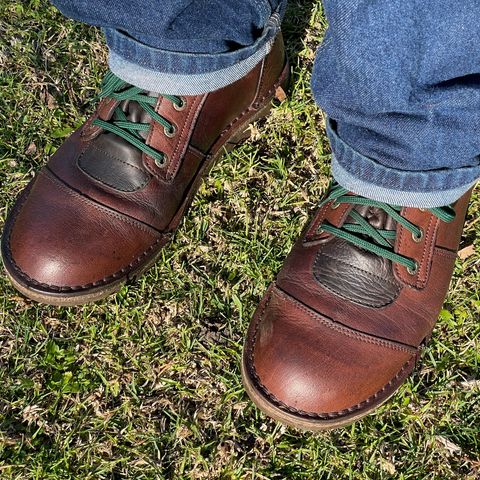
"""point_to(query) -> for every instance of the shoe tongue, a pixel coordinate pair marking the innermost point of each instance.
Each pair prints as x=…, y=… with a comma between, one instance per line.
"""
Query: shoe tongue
x=135, y=113
x=376, y=217
x=354, y=273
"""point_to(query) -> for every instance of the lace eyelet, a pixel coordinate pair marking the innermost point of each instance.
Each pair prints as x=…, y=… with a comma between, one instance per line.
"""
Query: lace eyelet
x=413, y=271
x=418, y=238
x=170, y=132
x=182, y=106
x=161, y=163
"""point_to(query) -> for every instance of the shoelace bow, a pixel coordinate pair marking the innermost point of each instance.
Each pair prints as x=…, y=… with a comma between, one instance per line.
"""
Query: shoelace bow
x=114, y=87
x=379, y=243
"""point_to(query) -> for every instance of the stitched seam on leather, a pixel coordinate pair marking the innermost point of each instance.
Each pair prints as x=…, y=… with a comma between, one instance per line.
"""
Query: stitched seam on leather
x=347, y=331
x=445, y=252
x=259, y=103
x=418, y=284
x=96, y=205
x=191, y=122
x=57, y=288
x=112, y=157
x=323, y=415
x=376, y=305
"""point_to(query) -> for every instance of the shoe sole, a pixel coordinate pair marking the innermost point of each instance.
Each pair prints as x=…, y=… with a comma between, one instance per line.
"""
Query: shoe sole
x=302, y=422
x=94, y=294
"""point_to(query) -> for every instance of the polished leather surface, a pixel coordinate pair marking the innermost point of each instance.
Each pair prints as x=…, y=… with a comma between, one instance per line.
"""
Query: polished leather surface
x=115, y=163
x=354, y=273
x=101, y=209
x=341, y=329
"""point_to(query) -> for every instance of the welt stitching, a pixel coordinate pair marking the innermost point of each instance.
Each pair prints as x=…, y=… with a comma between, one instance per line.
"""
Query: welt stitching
x=375, y=305
x=57, y=288
x=321, y=416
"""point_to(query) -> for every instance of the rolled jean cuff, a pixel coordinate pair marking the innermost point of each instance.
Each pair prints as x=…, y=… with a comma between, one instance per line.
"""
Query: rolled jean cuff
x=419, y=189
x=180, y=73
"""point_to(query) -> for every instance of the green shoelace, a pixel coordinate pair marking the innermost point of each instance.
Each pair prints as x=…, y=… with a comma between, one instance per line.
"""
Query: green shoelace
x=380, y=244
x=118, y=89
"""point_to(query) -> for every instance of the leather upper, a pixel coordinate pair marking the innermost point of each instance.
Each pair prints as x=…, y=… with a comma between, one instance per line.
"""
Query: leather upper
x=341, y=328
x=101, y=208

==================================================

(What the task requires):
Reproduce word for word every row above, from the line containing "of the stitched" through the end of the rows, with both ends included.

(The result):
"""point_to(query) -> for every instance of the stitched seam on leather, a pixel coordinate pair marking the innermost point of each instance.
Each pair prints as x=…, y=… with a comma between, one instance per line.
"""
Query: stitched seam on leather
x=347, y=331
x=445, y=252
x=259, y=103
x=418, y=284
x=96, y=205
x=191, y=122
x=57, y=288
x=112, y=157
x=323, y=415
x=376, y=305
"""point_to(query) -> for every instance of the shoe sole, a pixel coordinate pair marking the innermost point of each instance.
Each pair prints as x=…, y=… with a comma between, one instance per line.
"""
Query: shoe sole
x=302, y=422
x=94, y=294
"""point_to(query) -> for every instance of the polished leather surface, a pixel coordinate pair marking the innermost point of each instance.
Each pair prints as x=…, y=… with a comma between, one instance per line.
"""
Query: polished leather surface
x=115, y=163
x=354, y=273
x=101, y=209
x=341, y=329
"""point_to(query) -> for every instance of the welt stitching, a pixel coordinate pair marking the innermost point of each instance.
Each pair prints as x=…, y=… with a comma between, one instance per line.
"""
Query: welt stitching
x=375, y=305
x=57, y=288
x=321, y=416
"""point_to(query) -> for every instance of the rolled jean cuff, a pixel coordinate pair marking the innermost point of each instance.
Each pair prints as x=…, y=… with a comma between, one instance per line.
"""
Query: rolled jean cuff
x=419, y=189
x=180, y=73
"""point_to(query) -> for every instance of the green shoelace, a pixel coordinate pair marking the innermost point of each instance.
Each pair prints as x=…, y=… with a comma between, one instance per line.
"""
Query: green shoelace
x=380, y=244
x=118, y=89
"""point_to(query) -> for every instance of the leather upper, a pixel coordinate pair marking the innermost point of each instance.
Each pair prints as x=…, y=… with a comma between, one instance per line.
"""
Query: leather upper
x=341, y=328
x=101, y=208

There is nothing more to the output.